* _Excerpt to read_:
Lawyers Are Paying Real Money for Fake Citations
A Nebraska Supreme Court just suspended an attorney after his brief contained 57 defective citations out of 63. Twenty of those were pure hallucinations, citations to cases that flat out don't exist.
This is not an isolated incident. U.S. courts handed out at least $145,000 in sanctions against attorneys for AI citation errors in just the first quarter of 2026. That's a bad quarter to be lazy with your research tool.
Look, I get it. These tools feel authoritative. They write in full sentences, sound confident, and give you exactly what you asked for. That's the problem. A tool that always sounds right, even when it's wrong, is dangerous in a courtroom. Verify your citations. Every single one. This is not optional.
Wall Street AI Still Can't Write a Client Email
A new benchmark tested the top models, including GPT-5.4 and Claude Opus 4.6, on tasks that junior investment bankers handle every day. The result? Not a single AI output was rated as ready to send to a client.

* _Data records_:
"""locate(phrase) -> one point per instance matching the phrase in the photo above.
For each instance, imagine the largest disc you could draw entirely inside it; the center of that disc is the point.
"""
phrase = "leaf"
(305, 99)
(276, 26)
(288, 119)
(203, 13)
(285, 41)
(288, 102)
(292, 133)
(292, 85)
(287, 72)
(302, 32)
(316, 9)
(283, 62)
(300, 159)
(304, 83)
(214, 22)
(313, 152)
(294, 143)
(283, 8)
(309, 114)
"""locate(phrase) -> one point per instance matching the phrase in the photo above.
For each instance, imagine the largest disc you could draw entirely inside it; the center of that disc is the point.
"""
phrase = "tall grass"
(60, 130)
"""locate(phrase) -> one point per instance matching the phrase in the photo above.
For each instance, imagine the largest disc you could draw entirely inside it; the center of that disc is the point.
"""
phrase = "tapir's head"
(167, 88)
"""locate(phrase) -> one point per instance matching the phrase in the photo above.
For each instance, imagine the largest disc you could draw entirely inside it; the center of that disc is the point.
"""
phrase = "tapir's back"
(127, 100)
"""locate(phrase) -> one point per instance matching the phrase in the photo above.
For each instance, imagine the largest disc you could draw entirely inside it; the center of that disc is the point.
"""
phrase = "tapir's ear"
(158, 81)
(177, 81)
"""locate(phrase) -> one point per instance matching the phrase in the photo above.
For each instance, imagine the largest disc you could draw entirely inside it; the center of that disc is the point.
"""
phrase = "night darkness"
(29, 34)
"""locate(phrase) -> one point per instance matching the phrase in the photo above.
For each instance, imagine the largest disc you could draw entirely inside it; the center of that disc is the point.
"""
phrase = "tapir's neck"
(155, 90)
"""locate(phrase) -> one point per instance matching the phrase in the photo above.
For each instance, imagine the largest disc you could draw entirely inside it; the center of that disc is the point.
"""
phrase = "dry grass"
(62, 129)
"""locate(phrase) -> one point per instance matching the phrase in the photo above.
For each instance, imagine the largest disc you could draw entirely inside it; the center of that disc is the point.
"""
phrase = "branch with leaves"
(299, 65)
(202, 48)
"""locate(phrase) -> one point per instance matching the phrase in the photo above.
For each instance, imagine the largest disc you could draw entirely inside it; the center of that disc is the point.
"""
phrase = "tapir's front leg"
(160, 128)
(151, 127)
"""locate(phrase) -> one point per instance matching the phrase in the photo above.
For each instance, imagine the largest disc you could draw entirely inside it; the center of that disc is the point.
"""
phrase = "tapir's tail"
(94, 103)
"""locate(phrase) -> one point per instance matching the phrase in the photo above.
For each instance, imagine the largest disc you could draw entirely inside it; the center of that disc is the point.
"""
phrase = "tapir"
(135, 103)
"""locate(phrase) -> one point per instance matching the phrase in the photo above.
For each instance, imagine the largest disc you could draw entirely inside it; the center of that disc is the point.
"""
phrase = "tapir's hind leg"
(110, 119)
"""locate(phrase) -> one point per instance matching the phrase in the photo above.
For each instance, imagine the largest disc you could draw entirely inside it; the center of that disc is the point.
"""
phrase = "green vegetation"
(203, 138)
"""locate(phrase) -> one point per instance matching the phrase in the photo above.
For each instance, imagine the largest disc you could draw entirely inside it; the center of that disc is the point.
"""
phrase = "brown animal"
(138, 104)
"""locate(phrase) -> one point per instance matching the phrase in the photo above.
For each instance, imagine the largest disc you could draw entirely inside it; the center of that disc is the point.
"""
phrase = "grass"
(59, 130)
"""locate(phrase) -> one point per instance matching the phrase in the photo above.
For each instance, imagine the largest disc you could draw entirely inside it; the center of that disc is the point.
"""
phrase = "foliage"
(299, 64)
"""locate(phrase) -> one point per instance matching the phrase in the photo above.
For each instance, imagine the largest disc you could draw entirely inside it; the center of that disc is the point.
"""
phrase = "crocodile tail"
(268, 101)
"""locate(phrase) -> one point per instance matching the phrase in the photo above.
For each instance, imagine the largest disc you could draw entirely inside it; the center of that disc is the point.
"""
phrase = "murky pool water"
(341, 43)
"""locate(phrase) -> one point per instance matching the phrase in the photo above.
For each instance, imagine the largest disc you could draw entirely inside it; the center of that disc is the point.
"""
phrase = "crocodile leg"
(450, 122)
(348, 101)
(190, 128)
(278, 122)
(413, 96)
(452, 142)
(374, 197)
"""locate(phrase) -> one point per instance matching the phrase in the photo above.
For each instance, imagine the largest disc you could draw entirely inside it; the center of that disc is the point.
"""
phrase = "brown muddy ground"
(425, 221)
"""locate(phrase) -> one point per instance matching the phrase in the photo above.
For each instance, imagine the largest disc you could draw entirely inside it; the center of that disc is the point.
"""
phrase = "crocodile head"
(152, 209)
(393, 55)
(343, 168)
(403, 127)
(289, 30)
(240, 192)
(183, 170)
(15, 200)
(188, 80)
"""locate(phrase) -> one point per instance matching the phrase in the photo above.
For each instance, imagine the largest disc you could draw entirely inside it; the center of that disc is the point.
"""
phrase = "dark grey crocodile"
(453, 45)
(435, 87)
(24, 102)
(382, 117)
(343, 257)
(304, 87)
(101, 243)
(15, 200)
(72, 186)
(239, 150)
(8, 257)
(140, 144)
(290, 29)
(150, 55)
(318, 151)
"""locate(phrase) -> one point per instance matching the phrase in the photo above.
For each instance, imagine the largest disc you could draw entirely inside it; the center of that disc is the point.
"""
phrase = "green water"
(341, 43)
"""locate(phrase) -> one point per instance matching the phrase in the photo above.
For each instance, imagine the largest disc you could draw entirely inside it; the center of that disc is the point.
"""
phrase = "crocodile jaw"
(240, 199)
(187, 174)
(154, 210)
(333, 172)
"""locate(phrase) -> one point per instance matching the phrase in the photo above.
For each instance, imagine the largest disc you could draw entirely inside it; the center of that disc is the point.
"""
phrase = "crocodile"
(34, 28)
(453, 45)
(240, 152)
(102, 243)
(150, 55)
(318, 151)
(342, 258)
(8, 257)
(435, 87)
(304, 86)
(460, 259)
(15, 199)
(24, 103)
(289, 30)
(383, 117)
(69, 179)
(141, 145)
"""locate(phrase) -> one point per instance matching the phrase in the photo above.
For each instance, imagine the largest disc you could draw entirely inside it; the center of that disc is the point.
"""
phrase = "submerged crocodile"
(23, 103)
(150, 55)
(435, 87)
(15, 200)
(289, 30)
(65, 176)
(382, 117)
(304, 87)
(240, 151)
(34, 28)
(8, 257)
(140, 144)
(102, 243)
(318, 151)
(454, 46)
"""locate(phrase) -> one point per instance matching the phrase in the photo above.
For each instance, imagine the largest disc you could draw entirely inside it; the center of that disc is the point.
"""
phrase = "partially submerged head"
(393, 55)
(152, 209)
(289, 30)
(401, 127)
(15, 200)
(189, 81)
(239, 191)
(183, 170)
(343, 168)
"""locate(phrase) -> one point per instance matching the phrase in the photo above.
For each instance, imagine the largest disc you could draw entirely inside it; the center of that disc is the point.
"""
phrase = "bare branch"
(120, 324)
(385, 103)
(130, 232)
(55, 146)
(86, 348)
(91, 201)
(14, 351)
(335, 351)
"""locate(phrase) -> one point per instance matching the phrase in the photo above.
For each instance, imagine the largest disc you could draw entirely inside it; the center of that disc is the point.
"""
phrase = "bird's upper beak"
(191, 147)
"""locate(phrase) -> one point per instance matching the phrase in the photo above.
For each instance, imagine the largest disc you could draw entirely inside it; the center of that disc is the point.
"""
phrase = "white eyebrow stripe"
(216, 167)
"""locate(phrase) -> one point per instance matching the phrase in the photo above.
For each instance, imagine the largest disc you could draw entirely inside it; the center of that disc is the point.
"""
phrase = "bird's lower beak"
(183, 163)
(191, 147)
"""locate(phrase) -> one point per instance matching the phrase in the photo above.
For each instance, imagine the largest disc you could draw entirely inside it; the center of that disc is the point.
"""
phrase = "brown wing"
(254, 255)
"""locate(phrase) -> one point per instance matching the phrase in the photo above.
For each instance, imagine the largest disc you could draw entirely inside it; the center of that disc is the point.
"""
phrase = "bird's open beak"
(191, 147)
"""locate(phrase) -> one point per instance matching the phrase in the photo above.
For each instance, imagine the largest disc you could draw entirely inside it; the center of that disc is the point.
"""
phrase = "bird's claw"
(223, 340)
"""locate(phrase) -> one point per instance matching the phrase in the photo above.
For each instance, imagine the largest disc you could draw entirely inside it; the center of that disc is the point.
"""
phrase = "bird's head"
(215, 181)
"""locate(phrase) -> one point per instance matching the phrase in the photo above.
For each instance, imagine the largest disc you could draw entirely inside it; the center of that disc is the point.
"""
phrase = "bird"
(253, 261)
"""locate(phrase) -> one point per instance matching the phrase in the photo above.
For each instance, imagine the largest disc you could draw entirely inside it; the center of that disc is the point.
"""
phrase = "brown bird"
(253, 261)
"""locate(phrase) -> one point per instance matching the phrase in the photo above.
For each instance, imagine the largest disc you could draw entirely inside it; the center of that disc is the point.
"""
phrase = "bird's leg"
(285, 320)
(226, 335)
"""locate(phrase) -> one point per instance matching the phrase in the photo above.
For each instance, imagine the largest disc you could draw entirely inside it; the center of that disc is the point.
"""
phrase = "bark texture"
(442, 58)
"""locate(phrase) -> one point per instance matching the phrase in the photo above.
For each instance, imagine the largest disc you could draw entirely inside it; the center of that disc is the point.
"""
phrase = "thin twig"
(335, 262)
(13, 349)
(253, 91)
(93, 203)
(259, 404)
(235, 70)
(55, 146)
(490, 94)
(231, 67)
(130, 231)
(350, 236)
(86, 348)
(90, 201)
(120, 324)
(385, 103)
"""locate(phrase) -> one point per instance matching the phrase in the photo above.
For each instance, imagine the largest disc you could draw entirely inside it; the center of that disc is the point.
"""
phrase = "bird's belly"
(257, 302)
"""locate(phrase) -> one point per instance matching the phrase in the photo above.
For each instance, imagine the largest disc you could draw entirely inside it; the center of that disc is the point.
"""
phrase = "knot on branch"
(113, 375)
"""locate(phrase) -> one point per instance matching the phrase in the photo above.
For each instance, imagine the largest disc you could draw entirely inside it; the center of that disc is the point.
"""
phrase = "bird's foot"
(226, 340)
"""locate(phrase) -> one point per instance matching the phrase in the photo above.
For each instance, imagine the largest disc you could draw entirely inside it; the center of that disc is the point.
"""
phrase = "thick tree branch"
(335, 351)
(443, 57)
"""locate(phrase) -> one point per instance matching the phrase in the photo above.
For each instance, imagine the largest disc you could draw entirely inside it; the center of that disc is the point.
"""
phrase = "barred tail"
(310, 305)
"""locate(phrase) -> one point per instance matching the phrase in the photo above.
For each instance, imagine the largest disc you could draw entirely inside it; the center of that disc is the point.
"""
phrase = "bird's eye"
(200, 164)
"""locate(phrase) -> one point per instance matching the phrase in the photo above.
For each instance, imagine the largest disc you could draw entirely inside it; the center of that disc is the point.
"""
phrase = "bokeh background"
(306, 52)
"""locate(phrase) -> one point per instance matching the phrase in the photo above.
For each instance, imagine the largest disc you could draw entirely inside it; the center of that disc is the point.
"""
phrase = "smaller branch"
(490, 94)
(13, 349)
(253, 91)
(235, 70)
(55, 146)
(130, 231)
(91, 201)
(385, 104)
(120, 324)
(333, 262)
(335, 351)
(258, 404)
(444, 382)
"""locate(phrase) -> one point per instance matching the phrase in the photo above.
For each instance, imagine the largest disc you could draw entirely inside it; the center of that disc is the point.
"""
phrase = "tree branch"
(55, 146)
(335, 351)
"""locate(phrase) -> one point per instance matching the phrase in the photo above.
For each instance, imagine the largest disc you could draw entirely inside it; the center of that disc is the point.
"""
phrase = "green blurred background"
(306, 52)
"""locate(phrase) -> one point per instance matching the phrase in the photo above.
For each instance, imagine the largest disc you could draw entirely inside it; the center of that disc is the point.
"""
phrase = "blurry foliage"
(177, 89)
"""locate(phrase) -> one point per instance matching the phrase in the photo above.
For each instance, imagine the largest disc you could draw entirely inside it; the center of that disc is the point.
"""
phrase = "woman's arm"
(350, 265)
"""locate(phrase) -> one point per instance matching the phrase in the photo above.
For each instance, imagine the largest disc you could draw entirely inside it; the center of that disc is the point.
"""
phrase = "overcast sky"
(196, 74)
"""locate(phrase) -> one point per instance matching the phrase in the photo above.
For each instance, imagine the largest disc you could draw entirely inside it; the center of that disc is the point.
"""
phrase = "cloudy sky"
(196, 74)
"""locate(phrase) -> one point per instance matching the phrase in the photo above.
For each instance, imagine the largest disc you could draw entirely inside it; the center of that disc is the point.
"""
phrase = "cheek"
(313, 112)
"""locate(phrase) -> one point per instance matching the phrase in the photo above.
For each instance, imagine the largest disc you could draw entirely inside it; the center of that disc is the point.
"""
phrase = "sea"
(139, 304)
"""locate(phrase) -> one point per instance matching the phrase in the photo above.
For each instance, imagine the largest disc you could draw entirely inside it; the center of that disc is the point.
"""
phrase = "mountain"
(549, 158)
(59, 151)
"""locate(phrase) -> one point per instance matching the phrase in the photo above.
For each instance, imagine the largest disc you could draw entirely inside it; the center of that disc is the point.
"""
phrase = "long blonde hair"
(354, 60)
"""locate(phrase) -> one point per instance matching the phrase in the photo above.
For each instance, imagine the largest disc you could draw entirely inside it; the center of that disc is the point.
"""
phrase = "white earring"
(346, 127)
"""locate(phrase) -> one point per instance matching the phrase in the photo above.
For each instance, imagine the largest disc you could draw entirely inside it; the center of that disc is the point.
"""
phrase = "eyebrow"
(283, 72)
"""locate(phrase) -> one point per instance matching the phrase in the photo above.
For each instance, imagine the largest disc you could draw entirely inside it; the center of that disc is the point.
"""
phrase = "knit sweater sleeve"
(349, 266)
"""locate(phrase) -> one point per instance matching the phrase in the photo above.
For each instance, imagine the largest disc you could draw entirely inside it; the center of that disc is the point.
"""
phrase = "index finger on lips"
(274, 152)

* _Parts of the exercise_:
• 1. Reproduce the part of the news piece on AI mistakes that opens with the words containing "Lawyers Are Paying" and closes with "out don't exist.", replacing "brief" with "filing".
• 2. Continue the news piece on AI mistakes from where it stops.

* _Answers given_:
• 1.
Lawyers Are Paying Real Money for Fake Citations
A Nebraska Supreme Court just suspended an attorney after his filing contained 57 defective citations out of 63. Twenty of those were pure hallucinations, citations to cases that flat out don't exist.

• 2.
That's a remarkable finding given how capable these models are on standard benchmarks. The gap between "impressive demo" and "professional output I'd put my name on" is still real, and it's especially real in finance where precision and context matter enormously.
This is actually useful data. It tells you what AI is good at right now, which is drafting and acceleration, not final delivery. Use it to get 80% of the way there fast, then apply your own judgment to close the gap. Don't hand the wheel over entirely.
xAI Drops a Voice Model and Flexes on the Competition
xAI launched a new flagship voice model this week that reportedly outperforms Gemini, GPT Realtime, and its own predecessor across retail, airline, and telecom workflow tests.
Voice AI is the sleeper category right now. Text interfaces get all the press, but if you're running customer support or any phone-based workflow, the quality of voice models matters a lot. xAI clearly thinks this is worth competing hard in.
The voice space is moving fast and the delta between the best and worst models is enormous when real customers are on the line. Results are what count, not benchmark charts.
GPT-5.5 Says Forget Your Old Prompts
OpenAI advised developers this week to not carry over old prompts when moving to GPT-5.5. Their recommendation is to start minimal and from scratch. Role definitions that some folks had dropped are apparently making a comeback too.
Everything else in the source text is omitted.